## Problem details
Your reply should reproduce all the data below exactly while excluding the pictures.

Source records:
#####

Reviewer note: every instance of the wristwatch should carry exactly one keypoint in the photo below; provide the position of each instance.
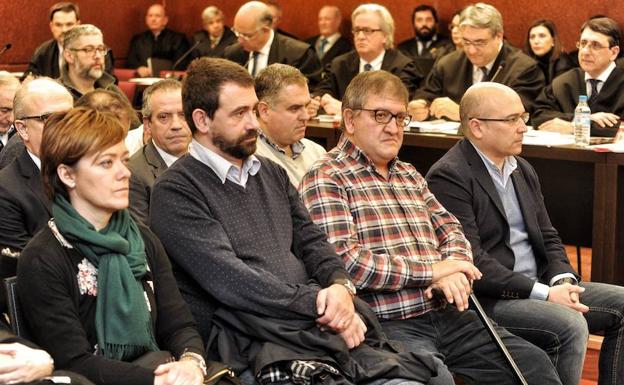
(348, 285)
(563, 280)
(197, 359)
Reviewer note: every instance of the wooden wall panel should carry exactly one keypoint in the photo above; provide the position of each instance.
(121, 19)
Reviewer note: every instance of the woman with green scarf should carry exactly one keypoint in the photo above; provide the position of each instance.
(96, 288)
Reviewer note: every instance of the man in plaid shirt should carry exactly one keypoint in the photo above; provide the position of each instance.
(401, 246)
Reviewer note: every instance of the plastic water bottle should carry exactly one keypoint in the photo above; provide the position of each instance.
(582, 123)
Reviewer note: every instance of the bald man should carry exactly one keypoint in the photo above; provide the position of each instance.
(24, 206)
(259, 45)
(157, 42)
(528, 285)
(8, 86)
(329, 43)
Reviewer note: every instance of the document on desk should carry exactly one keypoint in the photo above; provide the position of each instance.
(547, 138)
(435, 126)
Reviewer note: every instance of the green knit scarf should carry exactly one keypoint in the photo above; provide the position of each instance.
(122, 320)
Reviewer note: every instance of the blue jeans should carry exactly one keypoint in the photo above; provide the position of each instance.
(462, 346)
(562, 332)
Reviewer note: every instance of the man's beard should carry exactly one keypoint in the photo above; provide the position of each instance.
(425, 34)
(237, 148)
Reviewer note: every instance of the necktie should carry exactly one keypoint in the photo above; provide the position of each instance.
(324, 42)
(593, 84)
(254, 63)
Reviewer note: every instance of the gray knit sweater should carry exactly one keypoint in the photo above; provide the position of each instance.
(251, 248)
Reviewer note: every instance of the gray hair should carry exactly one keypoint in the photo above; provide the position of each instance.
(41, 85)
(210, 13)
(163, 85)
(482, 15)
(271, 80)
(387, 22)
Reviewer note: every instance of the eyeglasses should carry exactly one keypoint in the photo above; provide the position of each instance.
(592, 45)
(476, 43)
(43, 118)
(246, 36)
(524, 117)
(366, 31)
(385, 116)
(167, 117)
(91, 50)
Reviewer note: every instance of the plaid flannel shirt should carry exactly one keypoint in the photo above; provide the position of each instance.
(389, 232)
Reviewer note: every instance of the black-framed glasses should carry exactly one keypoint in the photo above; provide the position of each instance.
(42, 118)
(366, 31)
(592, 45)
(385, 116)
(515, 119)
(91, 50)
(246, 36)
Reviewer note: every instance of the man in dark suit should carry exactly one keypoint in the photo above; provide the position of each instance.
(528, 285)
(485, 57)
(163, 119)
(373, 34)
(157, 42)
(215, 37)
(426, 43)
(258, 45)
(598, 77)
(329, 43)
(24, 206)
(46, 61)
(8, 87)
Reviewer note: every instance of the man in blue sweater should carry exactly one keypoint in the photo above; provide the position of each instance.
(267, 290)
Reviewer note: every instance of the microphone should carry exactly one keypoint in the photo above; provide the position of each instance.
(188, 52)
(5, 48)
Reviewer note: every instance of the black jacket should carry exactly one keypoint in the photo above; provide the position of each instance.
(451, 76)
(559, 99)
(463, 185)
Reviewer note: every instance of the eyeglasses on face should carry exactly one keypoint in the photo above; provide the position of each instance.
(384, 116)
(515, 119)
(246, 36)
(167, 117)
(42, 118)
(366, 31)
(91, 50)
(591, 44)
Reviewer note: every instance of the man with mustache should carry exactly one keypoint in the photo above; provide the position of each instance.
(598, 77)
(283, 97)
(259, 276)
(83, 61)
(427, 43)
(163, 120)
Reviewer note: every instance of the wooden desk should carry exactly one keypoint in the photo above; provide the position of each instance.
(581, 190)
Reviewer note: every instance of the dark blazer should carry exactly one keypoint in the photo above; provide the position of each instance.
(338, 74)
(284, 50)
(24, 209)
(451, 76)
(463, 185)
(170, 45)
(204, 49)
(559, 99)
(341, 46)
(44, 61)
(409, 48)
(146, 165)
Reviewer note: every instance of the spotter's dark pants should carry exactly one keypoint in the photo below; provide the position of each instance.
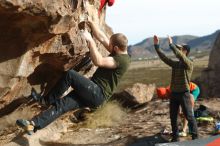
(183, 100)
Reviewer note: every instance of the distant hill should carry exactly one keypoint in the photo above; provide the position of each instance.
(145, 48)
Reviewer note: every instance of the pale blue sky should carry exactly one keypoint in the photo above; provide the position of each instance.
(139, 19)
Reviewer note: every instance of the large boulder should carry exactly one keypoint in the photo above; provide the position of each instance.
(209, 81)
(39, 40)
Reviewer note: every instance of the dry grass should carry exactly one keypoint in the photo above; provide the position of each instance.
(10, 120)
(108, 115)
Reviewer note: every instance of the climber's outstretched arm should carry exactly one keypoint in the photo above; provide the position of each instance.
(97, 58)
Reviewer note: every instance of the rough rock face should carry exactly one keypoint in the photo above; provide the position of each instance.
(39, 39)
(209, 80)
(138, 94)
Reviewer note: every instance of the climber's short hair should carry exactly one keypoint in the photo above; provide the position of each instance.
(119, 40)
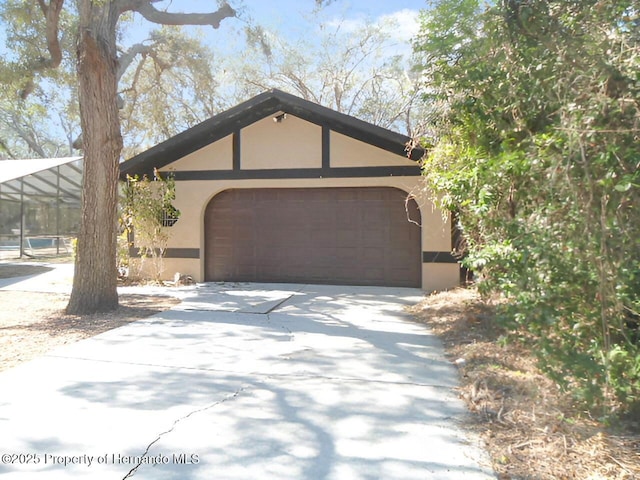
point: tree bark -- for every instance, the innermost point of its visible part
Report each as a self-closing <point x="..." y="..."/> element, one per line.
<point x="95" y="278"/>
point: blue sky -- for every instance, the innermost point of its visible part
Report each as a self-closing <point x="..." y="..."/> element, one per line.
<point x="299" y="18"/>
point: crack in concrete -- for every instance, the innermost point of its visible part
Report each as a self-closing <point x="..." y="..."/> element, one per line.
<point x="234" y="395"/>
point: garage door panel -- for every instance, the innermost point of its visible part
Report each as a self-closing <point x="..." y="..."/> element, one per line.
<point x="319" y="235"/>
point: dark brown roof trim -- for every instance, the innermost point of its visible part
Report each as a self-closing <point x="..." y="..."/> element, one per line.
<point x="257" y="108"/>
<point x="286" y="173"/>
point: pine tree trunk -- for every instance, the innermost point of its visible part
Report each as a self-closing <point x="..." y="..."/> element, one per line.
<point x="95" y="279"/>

#####

## Reply to the task
Reviewer note: every instance of the wristwatch should carry exactly one keypoint in the photo below; provide the position of each instance.
(348, 285)
(563, 280)
(197, 359)
Reviewer note: every instance of the wooden wall panel should carry exactly one keypoint in the photo above; provide the position of each instance.
(121, 19)
Reviewer note: every instance of the woman with green scarf should carry exactly one keypoint in the photo above; provide the position of each instance.
(96, 288)
Reviewer note: every instance of the man in plaid shirt should carry exactly one keypoint in the photo above; provide the position of each instance.
(401, 246)
Reviewer note: every instance of the plastic water bottle should carry exactly one keypoint in the photo above; provide the position of each instance.
(582, 123)
Reviewer note: every instance of the bald man should carry exactly one keypoint in the photo above; provide the position of each instance.
(24, 206)
(259, 45)
(157, 42)
(528, 285)
(8, 86)
(329, 43)
Reviewer note: every instance of the document on desk should carry exactly one keypoint in the photo above; provide the position of each instance.
(547, 138)
(435, 126)
Reviewer note: every instance of the green knit scarf should carry exactly one keypoint in the photo above; provide the position of each instance.
(122, 320)
Reviewer note: every instance of the blue jeans should carry exactly one keypoint in the photo above; provide the position of each instance.
(462, 346)
(562, 332)
Reviewer note: every instance of the man's beard should carry exactly one keypoint in the photo above; provide the position of each instance.
(425, 34)
(237, 148)
Reviewer note: every instance of the necktie should carry exactly one keypoint in the photo above; provide the position of each instance.
(324, 42)
(593, 84)
(254, 63)
Reviewer note: every instance of the gray knit sweater should carry exactly one keypoint in the photo above; provide the position of each instance.
(251, 248)
Reviewer note: every instance of the gray hair should carry exactly one keypoint in the photo above; provide the position of each instance.
(41, 85)
(210, 13)
(163, 85)
(482, 15)
(271, 80)
(387, 22)
Reviewer note: every instance of the eyeglasses should carry exactly one keypoint in the photo above; provide the position of each instance.
(592, 45)
(476, 43)
(43, 118)
(246, 36)
(524, 117)
(366, 31)
(385, 116)
(167, 117)
(91, 50)
Reviewer note: every instance of the plaid flannel shirt should carry exactly one keypoint in the photo above; provide the position of each instance.
(389, 232)
Reviewer note: every instance of the black-framed glasses should carry exactly one keypoint in the photo above; provide the position of each instance.
(42, 118)
(366, 31)
(592, 45)
(385, 116)
(515, 119)
(91, 50)
(246, 36)
Reviewer note: every instance of the man in dark suit should carry exactly one keypoint in the photo above; provide the position of each instance.
(528, 285)
(485, 57)
(163, 119)
(373, 34)
(157, 42)
(215, 37)
(426, 43)
(258, 45)
(598, 77)
(329, 43)
(24, 206)
(46, 61)
(8, 87)
Reviewer note: every instance of the man in blue sweater should carry exactly one keypoint in the photo above; provide the position of each instance.
(267, 290)
Reviewer note: every instance of the microphone should carry exactly one keypoint in the photo above; provide the position of each instance.
(188, 52)
(5, 48)
Reviewer note: every instance of the black jacket should carry exactly one keypoint in the photo above; provide the position of each instance.
(451, 76)
(559, 99)
(463, 185)
Reviewer note: every instance of the eyeglasses on face should carry exactly one keypoint in the photo above; provide the position of each instance.
(384, 116)
(515, 119)
(246, 36)
(167, 117)
(42, 118)
(366, 31)
(91, 50)
(591, 44)
Reviewer note: every instance of the man with mustache should carry exactly one keypoint in the photo above; provide the position of each instance.
(598, 77)
(283, 97)
(259, 276)
(83, 61)
(427, 43)
(163, 120)
Reviewer note: every instance of the wooden desk should carry exactly one keypoint in the photo above; provide the position of each instance.
(581, 190)
Reviewer note: every instance of the dark blazer should carry exactly one keypoint in the photo above; provide the position of each instance.
(338, 74)
(284, 50)
(24, 209)
(451, 76)
(463, 185)
(170, 45)
(204, 49)
(559, 99)
(341, 46)
(44, 61)
(409, 48)
(146, 165)
Reviewer note: every instance of the spotter's dark pants should carry exactly one keypoint in the photo below; provide the position of each instance.
(183, 100)
Reviewer note: every instance of the distant hill should carry exactly one keypoint in the photo above; provide the position of each instance.
(145, 48)
Reviewer note: every instance of the pale blue sky should carry exactly one keypoint in the photo above; provide the position of each instance.
(139, 19)
Reviewer note: every instance of the large boulder should carry exactly one keypoint in the photo above; provide the position of each instance.
(209, 81)
(39, 40)
Reviewer note: every instance of the dry grass should carry exactly one keypoint in the photo above; provide the position of each instance.
(10, 120)
(108, 115)
Reviewer note: every instance of the climber's outstretched arm should carry exactly one keypoint in the photo above; provide the position of each instance.
(97, 58)
Reviewer note: every instance of the rough rock face should carry exactly one keypoint in the photo above; provide the position of each instance.
(39, 39)
(209, 80)
(138, 94)
Reviewer note: every instance of the climber's short hair should carry exactly one keypoint in the photo above; provide the position of each instance.
(119, 40)
point: tree bark -- for every instance, the innermost point of its visible part
Report each as a self-closing <point x="..." y="..."/> element, one per line.
<point x="95" y="278"/>
point: blue sky -- for every instance, the innermost point of its visible part
Report each as a self-closing <point x="..." y="..."/> element, one per line.
<point x="299" y="18"/>
point: crack in concrete -- for every instance, the innermost point of its visible part
Report each as a self-closing <point x="..." y="..."/> element, one per line.
<point x="234" y="395"/>
point: garage door panel -- for every instance, the innermost point of its visible part
Report each as a self-closing <point x="..." y="..."/> element, one per line.
<point x="319" y="235"/>
point: dark brown roof trim -- for every instance, the innermost point of its visible part
Report each as a self-closing <point x="..." y="..."/> element, one per line.
<point x="257" y="108"/>
<point x="286" y="173"/>
point: pine tree trunk -- for every instance, the innermost point of its visible part
Report each as a self-closing <point x="..." y="..."/> element, one per line.
<point x="95" y="279"/>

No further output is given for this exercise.